Work to complete >> Report each line of the entries that contains the word "paved", copied in full.

Exercise data >>

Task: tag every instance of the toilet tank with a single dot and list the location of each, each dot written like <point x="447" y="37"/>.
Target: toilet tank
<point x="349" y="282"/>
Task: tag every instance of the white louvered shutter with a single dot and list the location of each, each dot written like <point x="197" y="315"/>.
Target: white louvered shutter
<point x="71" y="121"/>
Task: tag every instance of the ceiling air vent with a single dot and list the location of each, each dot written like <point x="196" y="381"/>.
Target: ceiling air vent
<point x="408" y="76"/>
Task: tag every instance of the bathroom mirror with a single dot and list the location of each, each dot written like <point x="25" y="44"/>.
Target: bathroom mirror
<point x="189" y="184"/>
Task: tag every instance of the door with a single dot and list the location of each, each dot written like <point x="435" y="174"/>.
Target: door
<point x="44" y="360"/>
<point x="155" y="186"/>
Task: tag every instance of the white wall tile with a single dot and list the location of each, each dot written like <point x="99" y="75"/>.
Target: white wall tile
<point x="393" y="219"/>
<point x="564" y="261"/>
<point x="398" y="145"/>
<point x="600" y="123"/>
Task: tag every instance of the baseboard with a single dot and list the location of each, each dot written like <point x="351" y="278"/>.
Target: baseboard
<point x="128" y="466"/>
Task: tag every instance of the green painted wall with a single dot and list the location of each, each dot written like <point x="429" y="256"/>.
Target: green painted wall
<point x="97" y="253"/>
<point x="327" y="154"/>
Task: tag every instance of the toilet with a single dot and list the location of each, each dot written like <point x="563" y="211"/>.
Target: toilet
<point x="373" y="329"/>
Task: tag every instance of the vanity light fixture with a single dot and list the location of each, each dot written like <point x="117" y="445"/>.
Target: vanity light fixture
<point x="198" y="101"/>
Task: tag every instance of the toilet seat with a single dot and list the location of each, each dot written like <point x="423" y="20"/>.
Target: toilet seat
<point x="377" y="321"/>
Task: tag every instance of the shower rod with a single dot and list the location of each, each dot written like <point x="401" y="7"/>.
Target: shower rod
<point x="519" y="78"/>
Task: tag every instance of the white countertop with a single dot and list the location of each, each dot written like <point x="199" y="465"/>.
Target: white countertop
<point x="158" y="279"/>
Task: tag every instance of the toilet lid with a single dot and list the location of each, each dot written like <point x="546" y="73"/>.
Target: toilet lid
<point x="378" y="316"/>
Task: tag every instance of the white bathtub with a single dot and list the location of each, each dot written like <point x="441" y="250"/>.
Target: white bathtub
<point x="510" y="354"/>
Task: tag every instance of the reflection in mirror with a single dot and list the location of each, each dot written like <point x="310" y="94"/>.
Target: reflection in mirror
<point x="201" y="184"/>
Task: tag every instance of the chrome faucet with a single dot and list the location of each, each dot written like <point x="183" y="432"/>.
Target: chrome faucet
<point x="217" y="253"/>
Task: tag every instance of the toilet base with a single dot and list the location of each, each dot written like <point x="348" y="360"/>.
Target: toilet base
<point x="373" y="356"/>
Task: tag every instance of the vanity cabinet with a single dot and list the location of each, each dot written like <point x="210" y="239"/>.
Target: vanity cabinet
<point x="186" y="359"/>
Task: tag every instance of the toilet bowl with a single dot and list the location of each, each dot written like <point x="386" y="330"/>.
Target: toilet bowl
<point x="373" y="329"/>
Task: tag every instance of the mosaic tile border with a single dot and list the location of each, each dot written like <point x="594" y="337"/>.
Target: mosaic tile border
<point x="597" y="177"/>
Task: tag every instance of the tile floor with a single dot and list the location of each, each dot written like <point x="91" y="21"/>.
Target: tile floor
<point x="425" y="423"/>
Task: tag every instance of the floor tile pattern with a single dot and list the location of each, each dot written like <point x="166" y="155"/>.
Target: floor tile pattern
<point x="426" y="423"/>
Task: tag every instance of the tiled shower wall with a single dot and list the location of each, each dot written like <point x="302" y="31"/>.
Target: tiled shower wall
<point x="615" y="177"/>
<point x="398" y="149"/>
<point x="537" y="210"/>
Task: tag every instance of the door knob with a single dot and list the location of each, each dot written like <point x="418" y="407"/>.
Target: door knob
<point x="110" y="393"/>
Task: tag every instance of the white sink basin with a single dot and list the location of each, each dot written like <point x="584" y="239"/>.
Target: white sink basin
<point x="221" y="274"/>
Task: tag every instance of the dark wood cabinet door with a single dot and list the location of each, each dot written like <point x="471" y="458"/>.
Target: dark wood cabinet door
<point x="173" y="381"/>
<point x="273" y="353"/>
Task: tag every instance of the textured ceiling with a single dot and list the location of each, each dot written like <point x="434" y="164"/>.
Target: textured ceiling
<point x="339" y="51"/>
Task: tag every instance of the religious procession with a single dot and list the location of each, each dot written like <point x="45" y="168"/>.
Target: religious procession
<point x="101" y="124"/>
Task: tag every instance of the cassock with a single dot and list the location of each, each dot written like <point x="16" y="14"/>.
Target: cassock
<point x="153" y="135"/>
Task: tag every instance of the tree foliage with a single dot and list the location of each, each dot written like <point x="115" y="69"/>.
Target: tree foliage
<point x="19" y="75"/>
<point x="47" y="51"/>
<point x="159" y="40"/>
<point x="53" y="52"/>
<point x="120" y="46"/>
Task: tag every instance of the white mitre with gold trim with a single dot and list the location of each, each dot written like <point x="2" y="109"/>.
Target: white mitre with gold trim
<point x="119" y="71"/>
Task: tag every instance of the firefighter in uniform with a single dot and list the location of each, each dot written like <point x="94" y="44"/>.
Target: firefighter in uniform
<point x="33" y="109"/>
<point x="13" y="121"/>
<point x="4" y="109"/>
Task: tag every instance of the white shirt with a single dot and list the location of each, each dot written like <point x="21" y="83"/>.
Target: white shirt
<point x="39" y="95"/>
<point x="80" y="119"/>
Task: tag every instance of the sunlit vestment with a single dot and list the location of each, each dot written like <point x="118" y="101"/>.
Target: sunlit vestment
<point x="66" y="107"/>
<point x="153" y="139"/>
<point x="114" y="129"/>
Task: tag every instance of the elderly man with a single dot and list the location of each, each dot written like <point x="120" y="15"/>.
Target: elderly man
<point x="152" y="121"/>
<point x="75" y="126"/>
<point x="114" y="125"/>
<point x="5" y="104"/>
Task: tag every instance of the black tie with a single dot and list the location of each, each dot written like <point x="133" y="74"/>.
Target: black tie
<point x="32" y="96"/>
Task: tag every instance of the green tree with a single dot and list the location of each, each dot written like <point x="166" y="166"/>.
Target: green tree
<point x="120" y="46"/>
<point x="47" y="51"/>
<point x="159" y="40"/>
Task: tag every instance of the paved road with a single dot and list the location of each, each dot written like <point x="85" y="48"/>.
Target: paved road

Task result >>
Task: tag every instance of the paved road with a single dot and list the location of each, each dot written like <point x="85" y="48"/>.
Target: paved road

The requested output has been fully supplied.